Enhanced Osteogenic Potential Of Mouse Embryonic Stem Cells By Targeted Disruption of Sclerostin with Crispr-Cas9

Pluripotent stem cells are widely used in preclinical studies of bone regeneration due to their unique biological characteristics, diverse functions, and potential therapeutic value. With the discovery of genes important for repairing damaged tissues, pluripotent stem cells modified by these genes have increased therapeutic potential. In this study, we generated a homozygous sclerostin knockout mouse embryonic stem cell line, SOST-KO, using the CRISPR-Cas9 genome editing method. We observed that in SOST-KO cells, there were increased mineral nodule formation and elevated mRNA levels of the early osteogenic marker RUNX2 and the late osteogenic markers osteocalcin (OCN) and integrin binding sialoprotein (BSP). The osteogenic cells derived from SOST-KO were then combined with HA/TCP scaffolds and transplanted into subcutaneous tissue of nude mice. Six weeks post-surgery, radiological and histological analysis showed sclerostin knockout effectively promoted the deposition of mature bone tissue. Moreover, we used Sleeping Beauty transposon to obtain a mouse embryonic stem cell line SOST-KOGFP that stably expresses green fluorescent protein. Six weeks after the tracked cell-scaffold constructs were implanted into the subcutaneous tissue of nude mice, GFP labeled seed cells were detected on the implanted scaffold, indicating that the implants survived and successfully implanted into the mouse tissue. Our results demonstrate that sclerostin knockout facilitates the differentiation of embryonic stem cells towards osteoblast-lineage cells and promotes ectopic bone formation, providing a strategy for the generation of higher quality transplants for bone regeneration.

The data:
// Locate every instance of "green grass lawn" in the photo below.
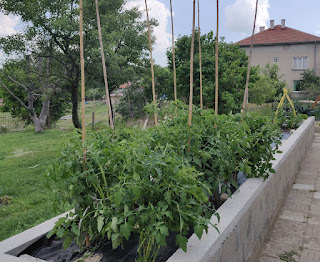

Work instructions:
**1)** Decide whether each statement agrees with the abstract on sclerostin knockout. Answer yes or no for each, and quote the words of the abstract that decide it.
(a) The SOST-KO line was generated with the CRISPR-Cas9 method.
(b) The cell-scaffold constructs were placed into the muscle of nude mice.
(c) SOST-KO cells showed lower mRNA levels of RUNX2.
**2)** Use the abstract on sclerostin knockout to answer each question in a few words.
(a) What scaffolds were the osteogenic cells derived from SOST-KO combined with?
(b) What was used to obtain the SOST-KOGFP line?
(c) How long after surgery were the radiological and histological analyses done?
The material is not needed for anything here.

Results of the tasks:
**1)**
(a) Yes: "using the CRISPR-Cas9 genome editing method"
(b) No: "transplanted into subcutaneous tissue of nude mice"
(c) No: "elevated mRNA levels of the early osteogenic marker RUNX2"

**2)**
(a) HA/TCP scaffolds
(b) Sleeping Beauty transposon
(c) Six weeks